§ RECORD EXTRACTS
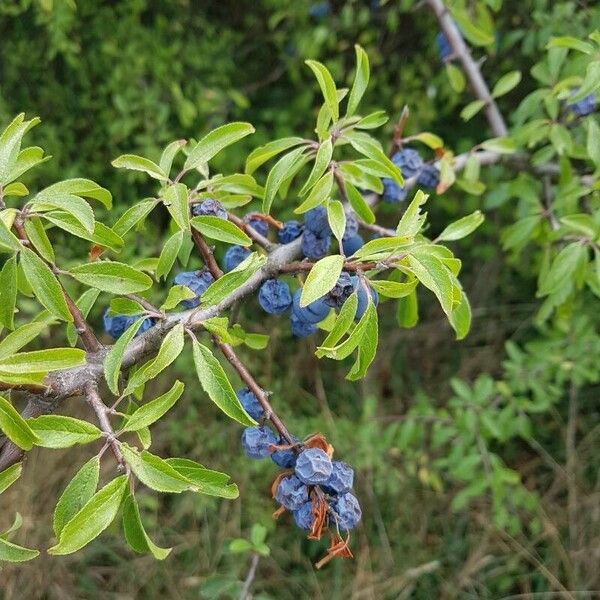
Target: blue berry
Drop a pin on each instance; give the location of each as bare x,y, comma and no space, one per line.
257,441
290,231
392,192
250,403
116,325
300,328
347,512
315,220
209,208
313,466
314,313
352,244
340,292
429,177
341,479
444,47
258,225
234,256
274,296
409,162
291,493
197,281
304,516
286,459
315,247
584,107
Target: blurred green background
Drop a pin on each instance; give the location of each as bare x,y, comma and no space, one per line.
465,494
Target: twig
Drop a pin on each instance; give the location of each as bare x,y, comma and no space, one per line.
101,410
245,593
470,67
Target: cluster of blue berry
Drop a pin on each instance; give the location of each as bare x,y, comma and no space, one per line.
411,164
311,479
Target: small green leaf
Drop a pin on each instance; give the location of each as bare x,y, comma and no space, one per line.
321,279
153,410
139,163
215,383
112,277
15,427
212,143
12,553
136,535
9,476
37,361
462,228
219,229
114,359
361,80
506,83
44,284
8,293
95,516
327,86
77,494
57,431
278,174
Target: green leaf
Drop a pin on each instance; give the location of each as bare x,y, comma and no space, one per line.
394,289
319,193
215,383
321,279
15,427
44,284
85,188
506,83
222,230
12,553
9,476
359,204
77,494
154,472
153,410
175,199
56,431
336,218
139,163
170,349
133,215
327,86
95,516
361,80
205,481
53,359
21,337
212,143
114,359
471,109
322,160
462,228
278,174
112,277
432,273
8,293
135,534
227,284
500,145
169,254
264,153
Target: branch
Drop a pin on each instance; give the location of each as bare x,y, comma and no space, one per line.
470,67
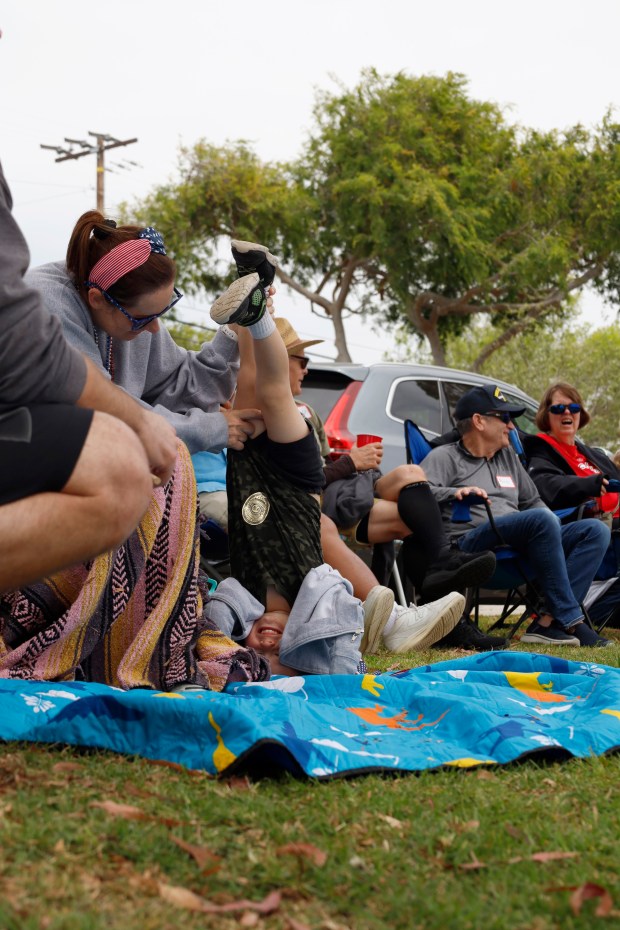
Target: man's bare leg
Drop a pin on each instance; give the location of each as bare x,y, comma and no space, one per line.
101,504
339,556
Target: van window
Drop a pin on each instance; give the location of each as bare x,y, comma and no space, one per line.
418,401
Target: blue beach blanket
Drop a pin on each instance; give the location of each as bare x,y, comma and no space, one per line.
490,708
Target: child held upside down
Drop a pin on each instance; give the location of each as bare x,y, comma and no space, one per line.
282,600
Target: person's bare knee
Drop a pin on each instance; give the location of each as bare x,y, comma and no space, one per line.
112,470
384,523
389,486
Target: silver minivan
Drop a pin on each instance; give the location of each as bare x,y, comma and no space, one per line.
353,399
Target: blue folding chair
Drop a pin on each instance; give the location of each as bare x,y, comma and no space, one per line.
512,574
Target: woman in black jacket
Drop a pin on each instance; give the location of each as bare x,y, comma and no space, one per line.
568,473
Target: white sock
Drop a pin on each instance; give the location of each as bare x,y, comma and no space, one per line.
263,327
391,619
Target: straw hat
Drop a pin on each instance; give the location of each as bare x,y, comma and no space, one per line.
294,345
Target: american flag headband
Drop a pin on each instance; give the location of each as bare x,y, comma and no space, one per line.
126,256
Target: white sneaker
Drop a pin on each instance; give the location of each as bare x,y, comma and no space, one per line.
419,627
377,610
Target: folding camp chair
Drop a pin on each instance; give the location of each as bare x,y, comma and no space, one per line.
512,574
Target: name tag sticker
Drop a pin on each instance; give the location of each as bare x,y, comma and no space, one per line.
505,481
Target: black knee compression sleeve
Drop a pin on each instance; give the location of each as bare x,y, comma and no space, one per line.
419,510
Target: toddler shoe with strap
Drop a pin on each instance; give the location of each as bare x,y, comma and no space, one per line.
250,256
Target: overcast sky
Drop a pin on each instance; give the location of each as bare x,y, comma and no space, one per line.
174,72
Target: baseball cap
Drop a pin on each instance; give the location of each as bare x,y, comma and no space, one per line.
484,399
294,345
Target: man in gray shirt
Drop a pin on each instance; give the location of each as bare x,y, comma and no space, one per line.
73,482
565,558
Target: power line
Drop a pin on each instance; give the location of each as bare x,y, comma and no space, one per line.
103,142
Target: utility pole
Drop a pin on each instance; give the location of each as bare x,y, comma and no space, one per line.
103,142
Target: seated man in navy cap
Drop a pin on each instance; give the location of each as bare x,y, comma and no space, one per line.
482,462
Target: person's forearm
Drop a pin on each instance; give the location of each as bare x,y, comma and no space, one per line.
100,394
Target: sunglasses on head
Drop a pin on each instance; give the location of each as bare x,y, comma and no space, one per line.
499,415
561,408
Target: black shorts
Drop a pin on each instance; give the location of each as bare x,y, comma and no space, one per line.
39,448
300,461
274,518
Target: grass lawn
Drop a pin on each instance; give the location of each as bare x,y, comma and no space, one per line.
95,841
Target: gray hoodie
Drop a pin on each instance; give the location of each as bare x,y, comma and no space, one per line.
185,387
324,628
37,365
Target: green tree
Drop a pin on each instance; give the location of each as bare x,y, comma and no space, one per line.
452,213
535,360
414,203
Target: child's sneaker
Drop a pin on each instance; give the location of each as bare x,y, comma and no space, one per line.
377,610
244,302
419,627
250,256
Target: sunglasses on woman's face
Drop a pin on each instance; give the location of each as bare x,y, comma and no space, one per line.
561,408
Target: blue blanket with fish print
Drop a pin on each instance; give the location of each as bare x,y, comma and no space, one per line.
490,708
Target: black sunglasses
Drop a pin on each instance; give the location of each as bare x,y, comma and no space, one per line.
499,415
560,408
137,322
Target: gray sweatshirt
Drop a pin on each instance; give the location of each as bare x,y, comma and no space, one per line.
185,387
503,477
324,628
37,365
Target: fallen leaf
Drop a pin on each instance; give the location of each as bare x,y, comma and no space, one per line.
542,857
129,812
473,865
183,897
203,856
391,821
126,811
552,856
304,851
67,767
238,782
249,919
590,890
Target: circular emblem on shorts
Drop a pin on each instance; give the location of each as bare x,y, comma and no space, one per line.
255,509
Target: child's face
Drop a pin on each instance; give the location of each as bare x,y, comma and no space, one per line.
265,637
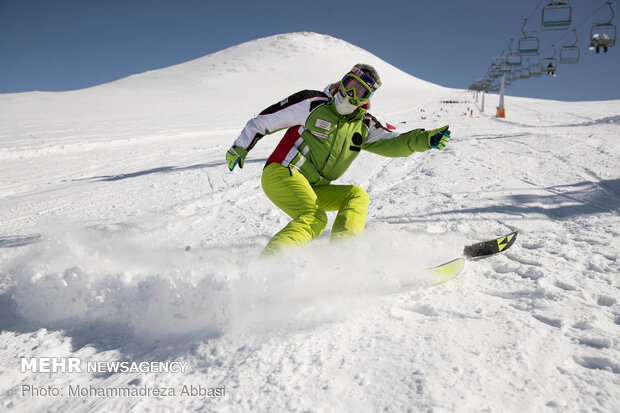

§ EXERCISE GOAL
Output the stretch of entries from the line containing "Target: fallen leaf" through the end of the entries as a two-column CSV with the header text,answer. Give one row per entry, with its text and its answer each in a single quoted field, replace line breaks with spaces, and omit the pictures.

§ FINAL RESULT
text,answer
"Target: fallen leaf Drop a pin on each instance; give the location of each as bare x,y, comma and no space, one per line.","542,857 129,812 473,865 183,897 203,856 391,821 126,811 552,856 304,851 67,767 238,782 249,919 590,890"
"Target: circular emblem on shorts Drop a pin on each instance; give the location of each as bare x,y, comma and no space, one per line.","255,509"
"Target: child's face Drop a pin on each instance; give the location of each as bare x,y, comma and no space, one per line.","265,637"